COMPLETE THE FOLLOWING:
A: How would you translate this sentence from the philosophical notes into Spanish: "Light, for example, only becomes visible when it encounters “resistance” in the form of opaque matter."?
B: Do these statements agree with the philosophical notes? Answer yes or no for each, quoting the words that decide it. (i) The note on death compares death to the screen used with a cinema projector. (ii) The note on the Declaration of Independence says most people easily grasp the meaning of equality. (iii) The writer holds that using measurement in place of principles tends to lead to envy.
C: What might come next in the philosophical notes? Continue them from their last sentence.

SELECTED EXCERPT:
People that cannot see the continuity between the Good of Plato, the One of the Neo-Platonists, and God of the Christians are blinded and people who deny the reality of any—and by the same token, all—of these are blind. 

De utilitatem mortis:

I wonder if death serves a function in respect to our consciousness analogous to that which a screen plays in respect to a cinema projector or opaque matter in the universe plays in respect to light. Namely, the former provides a “screen” by which the latter is displayed or made manifest. Light, for example, only becomes visible when it encounters “resistance” in the form of opaque matter. If this were not the case, the night sky would be shining brighter than a thousand suns. Perhaps we could not have experience if it were not bounded and thereby “mirrored” back to us from our final end. 

On the second paragraph in Declaration of Independence:

I think you offered a very lucid analysis of the term “equality” in the context of the Declaration of Independence. It has been my observation that many people find it difficult to arrive at the understanding that you appear to have achieved so effortlessly. I think it is very challenging for people today to think in terms of principles. In the absence of principles, measurement is employed to stand in as a kind of “crutch.” As far as I can tell, this way of thinking about the notion of equality always tends to lead to envy and thence to conflict.

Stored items
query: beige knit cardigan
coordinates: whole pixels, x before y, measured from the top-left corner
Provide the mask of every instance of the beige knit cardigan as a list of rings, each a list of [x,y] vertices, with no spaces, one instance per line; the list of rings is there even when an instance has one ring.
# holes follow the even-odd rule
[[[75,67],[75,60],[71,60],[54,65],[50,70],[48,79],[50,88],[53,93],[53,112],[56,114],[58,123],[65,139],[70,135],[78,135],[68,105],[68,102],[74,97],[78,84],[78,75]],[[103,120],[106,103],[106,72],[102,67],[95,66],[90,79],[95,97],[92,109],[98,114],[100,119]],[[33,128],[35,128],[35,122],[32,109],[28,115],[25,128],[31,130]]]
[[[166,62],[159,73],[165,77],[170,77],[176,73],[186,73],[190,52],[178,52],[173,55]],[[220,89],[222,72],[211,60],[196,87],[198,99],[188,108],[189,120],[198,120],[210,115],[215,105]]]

ANSWERS IN ORDER:
A: La luz, por ejemplo, solo se vuelve visible cuando encuentra «resistencia» en forma de materia opaca.

B:
(i) Yes: "analogous to that which a screen plays in respect to a cinema projector"
(ii) No: "many people find it difficult to arrive at the understanding that you appear to have achieved so effortlessly"
(iii) Yes: "this way of thinking about the notion of equality always tends to lead to envy and thence to conflict"

C:
From a certain standpoint, The Declaration of Independence enshrines a sort of psychological curse by promulgating the “inalienable right to…the pursuit of happiness.” I have in mind a critique similar to the one that Plato levies against all desires in the absence of wisdom to order them towards their proper ends. The result is that people will inevitably chase after what merely seems good rather than what is good. One manner in which these two ends can be distinguished is that what merely seems to be good will ensure that the pursuit of happiness will always fail to result in enduring fulfilment or eudaimonia and thus will continue interminably with no real terminus ad quem. Nietzsche has a very funny way of putting it:

“What the English call ‘comfortable’ is something endless and inexhaustible. Every condition of comfort reveals in turn its discomfort, and these discoveries go on for ever. Hence the new want is not so much a want of those who have it directly, but is created by those who hope to make profit from it.”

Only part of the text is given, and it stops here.